— BEGIN PROVIDED TEXT —
Monday, October 27, 2008

Back to work after some Ouaga fun



After a slow start to the work-week, with some data entry and report review, we have started a new short mission! It’s really nice to be going into the field so much, both for the work as well as the fun. This time it is a two-day mission, Wednesday and Friday, where we again come back to Dori every evening as it’s not too far (about 60 km out). We are a little group traveling in just one WFP jeep: us two, Rie (WFP Japanese volunteer), Valian (WFP Food Aid Monitor), our driver Cisse, and a guy who works for the government (monitors schools for the ‘Departement Provincial de l’Education de Base et l’Alphabetisation’, DPEBA), whose complicated name I unfortunately never completely grasped.

The goal of the mission is a simple follow-up of school feeding activities, i.e. we visit schools to check up on how everything is going, report on it, and eventually give some advice, make some corrections, or, if everything is good, congratulate them on their good work. We covered six schools on Wednesday, in the villages of Sampelga, Waboti 1& 2, Aligaga 1 & 2, and Mira. To get to each of them we drove, to the sound of African music on bumpy dirt tracks through other little villages, the Sahel bush, and fields of sorgho (a cereal) standing tall, their fluffy tops hanging relaxed under the sun, so bright, and the sky, so blue.
— END PROVIDED TEXT —
— BEGIN GIVEN ENTRIES —
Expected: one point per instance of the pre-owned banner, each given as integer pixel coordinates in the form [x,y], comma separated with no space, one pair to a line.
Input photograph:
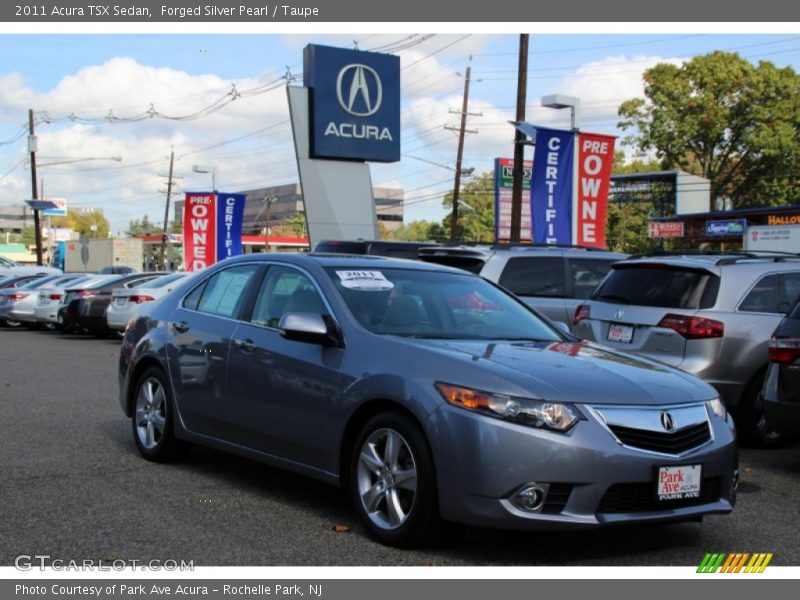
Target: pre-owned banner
[590,201]
[551,189]
[212,228]
[503,193]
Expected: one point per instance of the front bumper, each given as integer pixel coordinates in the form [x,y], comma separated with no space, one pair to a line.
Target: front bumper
[594,481]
— END GIVEN ENTRIES —
TASK A: Reproduce the blog post about the school feeding mission, beginning at the words "Back to work" and stopping after "never completely grasped.".
TASK B: Write what comes next in the blog post about the school feeding mission near Dori, picking up after its last sentence.

WRITTEN REPLY A:
Back to work after some Ouaga fun



After a slow start to the work-week, with some data entry and report review, we have started a new short mission! It’s really nice to be going into the field so much, both for the work as well as the fun. This time it is a two-day mission, Wednesday and Friday, where we again come back to Dori every evening as it’s not too far (about 60 km out). We are a little group traveling in just one WFP jeep: us two, Rie (WFP Japanese volunteer), Valian (WFP Food Aid Monitor), our driver Cisse, and a guy who works for the government (monitors schools for the ‘Departement Provincial de l’Education de Base et l’Alphabetisation’, DPEBA), whose complicated name I unfortunately never completely grasped.

WRITTEN REPLY B:
I’ll write a very simplified ‘mission report’ in the next post so you can have a general idea of how it was. What was particularly good is that we visited schools that had both similar and different issues, it gave a good impression of local realities. What was particularly cute were the children who crossed their arms as a sign of respect/obedience and told Kath and I ‘bonjour madame’, with a little head bow.

In one village, the villagers surrounded us in a matter of minutes as we talked with the ‘directeur d’ecole’, looking at us curiously and listening to our discussion. When we got up to go visit the warehouse, a few meters away, the circle of elderly men, little boys and girls, and women dissolved and they followed us altogether- it was very funny and a little bit impressive to be followed by this crowd. They all stood there watching us, close by, as we ‘visited’ the ‘warehouse’ (a tiny mud brick hut), so I decided to take a picture of them all. They were enthusiastic, and started raising their hands. I then had the fantastic idea of showing this crowd the picture on the screen of the digital camera- not so fantastic as I was completely drowned in squealing kids and eager adults, which was still fun but a lot more impressive, and completely disturbed those still discussing in the warehouse.

I also want to mention our great weekend in Ouaga- we went dancing late into the night, still rose (relatively) early to go see sacred crocodiles 25 km out of Ouaga- on motorbikes- cooled off with a dip in the American Rec(reation) Center pool, and chilled in our ‘Ouaga home’, all with Seth, Quentin and Tierno, the three guys we shared a house with in our first week.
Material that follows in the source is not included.